TASKS TO CARRY OUT
[1] Do the following statements agree with the pickup basketball text? Answer yes or no for each and quote the deciding words from the text.
(a) The author picked Excel over Python for the analysis.
(b) Every place the author has played uses a single fixed scoring system.
(c) The author considers statistical data on pickup ball plentiful.
[2] According to the pickup basketball text, why is keeping score important? Answer in one to three sentences.
[3] Continue the pickup basketball text from its last sentence.

SELECTED TEXT
○ ○ ○ ○ ○
While pickup is an activity that gives its participants a sense of ‘having fun,’ most regular pickup ballers equate fun with winning–thus the importance of keeping score. Knowing the scoring intervals: ones and twos (1sN2s) or twos and threes (2sN3s) combines with the score to impact the micro and macro elements of strategic late-game play that can mean the difference between winning or watching the next game from the sidelines.

Unlike Josh Waitzkin, who offers his opponent a draw, pickup ballers play to win.

Having played regular pickup ball in Austin, Boston, Champaign, Houston, Mankato, Mazatlan, and Quito I’ve experienced a number of different pickup cultures, each with its own system of scoring. With the exception of the ARC courts on the University of Illinois Urbana Champaign campus (where the winning team decides between two different scoring options), most places have a set scoring system. Over time, I’ve built up some theories about the pros, cons, and quirks of each system but I hadn’t explored these in any depth until this past week when I started adding formulas to an Excel spreadsheet and tinkering with some sort of comparative analysis (I thought about doing it in Python but Excel won out due to *prettier* screenshot potential). So in the name of better, more strategic basketball, I give you a math-based analysis of scoring systems with the end-goal of increasing your pickup knowledge and the frequency with which you stand victorious.

How pickup ballers feel after stringing together 6 or 7 wins in a row.

Personally, I find the social/qualitative aspects of pickup basketball are more interesting than trying to quantify those aspects in hopes of getting a paper accepted at the MIT Sloan Sports Analytics Conference (this would be difficult because, as I explain later, the statistical data on pickup ball is practically non-existent). The social sciences are rife with well-meaning knuckleheads trying to turn things that are more complicated than categories or quantities–things like knowledge, feelings, and learning into numbers. This is a problem in many fields, yet sometimes containing or collapsing complexity into numeric forms in hopes of making sense of things on a grand scale appears to be the only way forward.
○ ○ ○ ○ ○
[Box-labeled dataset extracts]

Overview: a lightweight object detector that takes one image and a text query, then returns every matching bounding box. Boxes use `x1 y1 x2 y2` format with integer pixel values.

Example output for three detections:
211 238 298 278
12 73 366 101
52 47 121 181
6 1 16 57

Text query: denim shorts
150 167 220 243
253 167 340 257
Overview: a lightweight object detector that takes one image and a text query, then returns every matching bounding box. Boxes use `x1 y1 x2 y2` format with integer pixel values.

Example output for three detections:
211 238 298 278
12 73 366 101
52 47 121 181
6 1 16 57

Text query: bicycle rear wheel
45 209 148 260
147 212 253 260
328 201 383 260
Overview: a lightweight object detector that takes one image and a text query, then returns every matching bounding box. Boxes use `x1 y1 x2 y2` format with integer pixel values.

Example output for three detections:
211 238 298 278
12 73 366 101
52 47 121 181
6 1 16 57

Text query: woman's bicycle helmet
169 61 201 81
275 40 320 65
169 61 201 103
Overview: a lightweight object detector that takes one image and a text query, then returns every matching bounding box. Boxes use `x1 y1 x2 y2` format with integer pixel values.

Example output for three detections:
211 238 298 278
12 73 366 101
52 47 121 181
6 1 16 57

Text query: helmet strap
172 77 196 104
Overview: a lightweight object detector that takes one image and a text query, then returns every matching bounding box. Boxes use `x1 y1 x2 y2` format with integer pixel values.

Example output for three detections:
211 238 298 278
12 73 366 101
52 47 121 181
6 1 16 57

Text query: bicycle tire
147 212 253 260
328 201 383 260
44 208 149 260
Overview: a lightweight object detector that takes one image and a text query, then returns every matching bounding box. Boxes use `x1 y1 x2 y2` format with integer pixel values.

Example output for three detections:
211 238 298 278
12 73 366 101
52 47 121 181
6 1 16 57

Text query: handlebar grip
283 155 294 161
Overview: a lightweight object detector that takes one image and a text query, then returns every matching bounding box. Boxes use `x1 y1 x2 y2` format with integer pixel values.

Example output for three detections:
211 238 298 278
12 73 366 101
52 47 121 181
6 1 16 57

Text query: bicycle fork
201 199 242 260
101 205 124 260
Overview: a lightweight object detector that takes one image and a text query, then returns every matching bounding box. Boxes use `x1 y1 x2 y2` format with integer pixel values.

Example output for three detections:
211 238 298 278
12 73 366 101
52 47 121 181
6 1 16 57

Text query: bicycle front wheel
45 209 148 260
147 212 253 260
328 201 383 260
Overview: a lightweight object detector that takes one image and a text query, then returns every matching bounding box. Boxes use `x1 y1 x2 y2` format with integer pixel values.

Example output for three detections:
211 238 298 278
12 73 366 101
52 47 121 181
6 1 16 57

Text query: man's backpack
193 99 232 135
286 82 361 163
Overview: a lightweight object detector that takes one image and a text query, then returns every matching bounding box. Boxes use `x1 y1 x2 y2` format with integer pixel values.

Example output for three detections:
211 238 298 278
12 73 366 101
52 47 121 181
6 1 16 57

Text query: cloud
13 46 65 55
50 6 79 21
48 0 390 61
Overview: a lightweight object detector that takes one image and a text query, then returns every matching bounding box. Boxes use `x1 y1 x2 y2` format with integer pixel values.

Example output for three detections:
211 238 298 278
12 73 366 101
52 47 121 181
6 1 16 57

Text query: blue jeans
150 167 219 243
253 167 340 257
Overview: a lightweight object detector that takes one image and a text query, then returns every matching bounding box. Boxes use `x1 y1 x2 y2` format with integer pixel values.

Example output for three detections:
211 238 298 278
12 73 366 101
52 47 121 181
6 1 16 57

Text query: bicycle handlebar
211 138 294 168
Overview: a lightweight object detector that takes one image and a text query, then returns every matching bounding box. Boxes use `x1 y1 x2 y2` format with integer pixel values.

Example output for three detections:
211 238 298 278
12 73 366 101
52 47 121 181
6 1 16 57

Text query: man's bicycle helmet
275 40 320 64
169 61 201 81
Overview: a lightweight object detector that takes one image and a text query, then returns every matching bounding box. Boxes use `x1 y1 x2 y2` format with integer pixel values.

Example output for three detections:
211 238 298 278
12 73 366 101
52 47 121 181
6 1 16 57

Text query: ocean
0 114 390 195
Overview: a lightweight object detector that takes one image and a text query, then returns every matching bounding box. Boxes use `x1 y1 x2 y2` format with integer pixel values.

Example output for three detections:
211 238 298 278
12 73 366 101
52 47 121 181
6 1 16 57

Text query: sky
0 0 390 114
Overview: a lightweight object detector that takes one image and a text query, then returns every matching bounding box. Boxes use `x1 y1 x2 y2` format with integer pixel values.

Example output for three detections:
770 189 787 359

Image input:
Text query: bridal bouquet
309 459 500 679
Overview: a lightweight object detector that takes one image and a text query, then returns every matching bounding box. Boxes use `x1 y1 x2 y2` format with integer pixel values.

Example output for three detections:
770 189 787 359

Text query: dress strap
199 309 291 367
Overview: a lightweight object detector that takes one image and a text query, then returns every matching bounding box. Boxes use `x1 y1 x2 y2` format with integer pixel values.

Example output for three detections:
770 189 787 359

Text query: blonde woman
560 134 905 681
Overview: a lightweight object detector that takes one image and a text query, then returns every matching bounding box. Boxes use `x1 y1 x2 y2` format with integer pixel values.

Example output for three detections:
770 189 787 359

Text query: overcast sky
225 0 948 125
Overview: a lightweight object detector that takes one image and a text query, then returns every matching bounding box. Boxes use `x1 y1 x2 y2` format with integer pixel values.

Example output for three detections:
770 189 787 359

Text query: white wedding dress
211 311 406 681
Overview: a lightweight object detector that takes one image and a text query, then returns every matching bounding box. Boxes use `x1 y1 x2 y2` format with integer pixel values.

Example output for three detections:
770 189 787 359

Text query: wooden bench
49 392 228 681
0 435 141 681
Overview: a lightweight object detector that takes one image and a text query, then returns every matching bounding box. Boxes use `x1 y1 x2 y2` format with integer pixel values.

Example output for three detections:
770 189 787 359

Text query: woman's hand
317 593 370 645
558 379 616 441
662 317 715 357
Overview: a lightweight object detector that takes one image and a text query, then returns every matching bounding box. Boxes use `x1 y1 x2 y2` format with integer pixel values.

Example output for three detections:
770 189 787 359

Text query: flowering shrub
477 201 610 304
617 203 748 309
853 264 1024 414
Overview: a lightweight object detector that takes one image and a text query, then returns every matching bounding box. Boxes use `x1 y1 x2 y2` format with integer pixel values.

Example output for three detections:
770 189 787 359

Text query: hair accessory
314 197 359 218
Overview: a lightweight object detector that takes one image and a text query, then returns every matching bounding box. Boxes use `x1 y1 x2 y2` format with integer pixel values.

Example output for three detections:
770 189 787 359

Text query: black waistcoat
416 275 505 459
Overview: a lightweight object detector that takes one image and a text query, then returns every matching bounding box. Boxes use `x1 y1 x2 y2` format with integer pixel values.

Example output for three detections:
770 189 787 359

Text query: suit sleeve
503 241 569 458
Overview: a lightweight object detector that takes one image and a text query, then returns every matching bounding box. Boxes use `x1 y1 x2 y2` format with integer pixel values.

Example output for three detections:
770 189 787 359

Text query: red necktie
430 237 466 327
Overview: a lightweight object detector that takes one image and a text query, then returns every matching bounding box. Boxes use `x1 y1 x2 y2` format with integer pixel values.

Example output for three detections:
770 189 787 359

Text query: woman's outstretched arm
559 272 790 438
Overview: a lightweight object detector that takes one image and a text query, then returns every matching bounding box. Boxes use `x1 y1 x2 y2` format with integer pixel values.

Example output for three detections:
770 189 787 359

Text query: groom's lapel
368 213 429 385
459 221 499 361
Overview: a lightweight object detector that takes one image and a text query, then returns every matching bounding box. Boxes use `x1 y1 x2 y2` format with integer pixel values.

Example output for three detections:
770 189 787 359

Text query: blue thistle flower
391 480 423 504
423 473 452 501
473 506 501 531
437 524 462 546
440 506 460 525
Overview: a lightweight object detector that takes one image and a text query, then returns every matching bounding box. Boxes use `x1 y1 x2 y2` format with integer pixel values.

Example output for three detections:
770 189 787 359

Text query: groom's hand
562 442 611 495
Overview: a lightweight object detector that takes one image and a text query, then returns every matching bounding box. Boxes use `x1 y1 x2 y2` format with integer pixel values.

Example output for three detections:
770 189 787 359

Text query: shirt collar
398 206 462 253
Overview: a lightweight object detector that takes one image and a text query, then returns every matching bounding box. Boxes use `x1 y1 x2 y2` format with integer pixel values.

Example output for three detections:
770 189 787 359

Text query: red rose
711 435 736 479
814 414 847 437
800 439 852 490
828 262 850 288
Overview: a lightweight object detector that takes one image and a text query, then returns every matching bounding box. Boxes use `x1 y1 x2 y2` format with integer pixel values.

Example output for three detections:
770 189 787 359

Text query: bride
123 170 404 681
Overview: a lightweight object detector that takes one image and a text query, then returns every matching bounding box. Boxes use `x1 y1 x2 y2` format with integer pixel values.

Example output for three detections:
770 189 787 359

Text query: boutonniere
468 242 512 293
○ ○ ○ ○ ○
TASK-BY-TASK RESULTS
[1]
(a) Yes: "I thought about doing it in Python but Excel won out"
(b) No: "With the exception of the ARC courts on the University of Illinois Urbana Champaign campus (where the winning team decides between two different scoring options), most places have a set scoring system."
(c) No: "the statistical data on pickup ball is practically non-existent"

[2] Most regular pickup players equate fun with winning, so keeping score matters. The score and the scoring intervals together shape late-game strategy, which can decide whether a team wins or watches the next game from the sidelines.

[3]
In the case of systems of scoring in pickup basketball it makes complete sense to apply mathematical thinking to factors that are by nature, already numerically based. So applying quantitative analysis to systems of scoring pickup basketball passes the knucklehead test.

In the sections below I explain how I came up with the frequencies and percentages I’ve used in the calculations so others can replicate, extend, and/or critique them. Depending on where you work and what you do being seen doing the math may position you as part of the Matherati who (a) should be avoided or (b) are going places and deserve admiration.

Don't panic but this post is computationally intensive

Don’t panic but this post is computationally intensive

We begin our journey with the one provable statistic we have in pickup basketball, namely the score. Pickup ball doesn’t have a stats department, it’s a culture with no administrative overhead and very little organizational reflection. People come and shoot around until it’s their turn to play, they might watch a few plays of the game before theirs to get a sense of the competition, they might ohh and ahh over an in-game dunk or no-look pass but that’s pretty much it. They’re not going to keep track of how many times the winning and losing teams shoot from inside or chuck it from beyond the arc. They aren’t gonna tally up the number of possessions or log  per-player turnovers.

What’s more, even if you found someone to keep stats for a game or two, pickup basketball is so varied that it would take data from hundreds if not thousands of games at dozens of locations to get any rigorous sense of anything. Given our surveillance-culture, this might become possible at some point when security cameras pointed at basketball courts are combined with automated stat-keeping applications by some pickup-baller who also works as a NSA analyst. Until then, pickup ballers and pickup culture chroniclers are left with intuition and accrued sensibilities about a range of basketball-related metrics.

Personally, when I play ball I’m in the moment. I’m not thinking about anything except the current play. That’s part of the beauty of pickup ball, it’s a way of resetting stress levels and clearing one’s mind. It helps block out the off-court world for a few minutes or hours. Cognitive psychology tells us that humans can keep 1-10 pieces of information or 1-4 chunks of knowledge in short-term memory at any given time (about.com). As pickup ballers we’re constantly thinking about so many dynamic in-game factors that even the score of the game we’re playing in can get pushed out of short-term memory. Most games have at least one in-game stoppage wherein teams try and remember who scored, which team is leading, and why the other team isn’t actually up by two like they say they are. This pretty much rules out keeping track of in-game shooting percentages, turnover rates, and shot distribution.

Forgetting the score is not limited to pickup basketball.

While each court may vary in terms of how many points are needed to win (11, 12, 15, 21, 30) and what scoring intervals are used to get there (1sN2s or 2sN3s), all courts do have an endpoint (either fixed or win-by-two). So let’s begin with the cold hard numeric facts of pickup basketball and see what, if anything, they tell us.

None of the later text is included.